─── Reading passage ───

Other approaches to valuing weather information use indirectly observed prices. This is the gist of the majority of studies to date; the specific approach is to estimate productivity gains associated with weather forecasts and infer the value of weather information based on the monetized value of these gains. Johnson and Holt (1986) note twenty such studies dating from the 1960s on, including applications to bud damage and loss; haymaking; irrigation frequency; production of peas, grain, soybeans, grapes (raisin), fed beef, wool, and fruit; energy demand; and construction. More recently, Adams and co-authors (1995) observe changes in crop yields associated with phases of the El Nino- Southern Oscillation (ENSO), and use the market value of the yield differences to estimate the commercial value of the ENSO phenomenon.

Other studies use the time-series behavior of commodity prices in futures markets to infer weather-related values. Two examples are Roll (1984), who, as noted earlier, studies orange juice futures, and Bradford and Kelejian (1978), who study stock prices of wheat.

Another large literature dating from the 1970s uses wages and housing prices to infer the value of weather information, under the hypothesis that it is capitalized into the prices of such goods and services. These studies are premised on hedonic price theory, by which researchers model the equilibrium market for a commodity and then derive and estimate a function relating price to characteristics of the commodity. Coefficients on the characteristics are then interpreted as dollar estimates of the implicit value of the characteristics.

Rosen's (1979) study is among the seminal theoretical and empirical research that considers the extent to which interurban wage differences capture urban quality of life. He offers a conceptual framework that takes into account an important fact but one that can be difficult to disentangle empirically, namely, that wages, like prices, are the result of supply and demand. He then develops an econometric model derived from the wage equation often studied by labor economists but expanded to include additional explanatory variables.

───

Direction A -
In the passage on valuing weather information, how many studies do Johnson and Holt (1986) note?
Direction B -
Carry on the passage on valuing weather information from its last sentence.
The listing after the passage on valuing weather information is not needed.

─── Source excerpt ───

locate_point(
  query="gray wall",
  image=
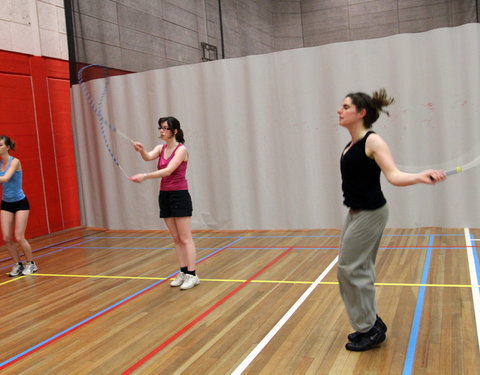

───

Expected answer A -
Twenty studies, dating from the 1960s on.

Expected answer B -
Specifically, Rosen regresses an interurban cross-section of average wages on a set of explanatory variables which include not only personal characteristics influencing wages, such as education and age, but also measures of urban amenities and disamenities. These "quality of life" factors include pollution (water pollution, particulates, sulfur dioxide, inversion days); the crime rate; crowding (population density, population size, central city density); market conditions (the unemployment rate and population growth); and climate (number of rainy and sunny days and number of extremely hot days). Higher wages are expected in cities with disamenities compared with nicer cities, and this compensating differential is expected to work in the opposite direction for urban amenities -- a city with pleasant weather, for example, may not have to offer higher than average wages to attract workers and may even be able to offer lower wages. Rosen finds that climate variables are statistically significant in the expected directions; wage rates are higher, for instance, in cities where the weather is rainy or extremely hot.

In one of the most recent studies linking housing prices, Blomquist and co-authors (1988) estimate interurban "quality of life" indices using household's monthly housing expenditures (rent for tenants; imputed rent for homeowners) and measures of climate, environmental quality, crime, and other variables. The climate measures include precipitation, humidity, heating degree days, cooling degree days, wind speed, and sunshine. All of the climate variables are found to be statistically significant determinants of housing expenditure, with an inverse correlation between expenditure and precipitation, humidity, and heating and cooling degree days and a positive correlation between expenditure, wind, and sunshine.

Blomquist and co-authors also include wages in their study, and combine the housing expenditure and wage data in a model that estimates the "full implicit price" of urban area quality of life variables. They find negative prices (that is, a marginal net disamenity) for precipitation, humidity, heating and cooling degree days, and wind speed.

These hedonic approaches to valuing amenities are not without problems of data availability, modeling assumptions, and econometric issues. Freeman (1993) surveys and critiques the methodology of most of the studies to date linking wages and housing prices with environmental amenities. Nonetheless, the approaches could be useful in estimating the value of weather information; for instance, while neither the property value nor wage studies directly shed light on the value of a weather forecast, the approaches could be extended to include weather variability, say, and thus more closely proxy the value of information associated with weather. In addition, the hedonic approaches could be used to ascertain different values associated with different attributes of a forecast -- timeliness, frequency, accuracy8.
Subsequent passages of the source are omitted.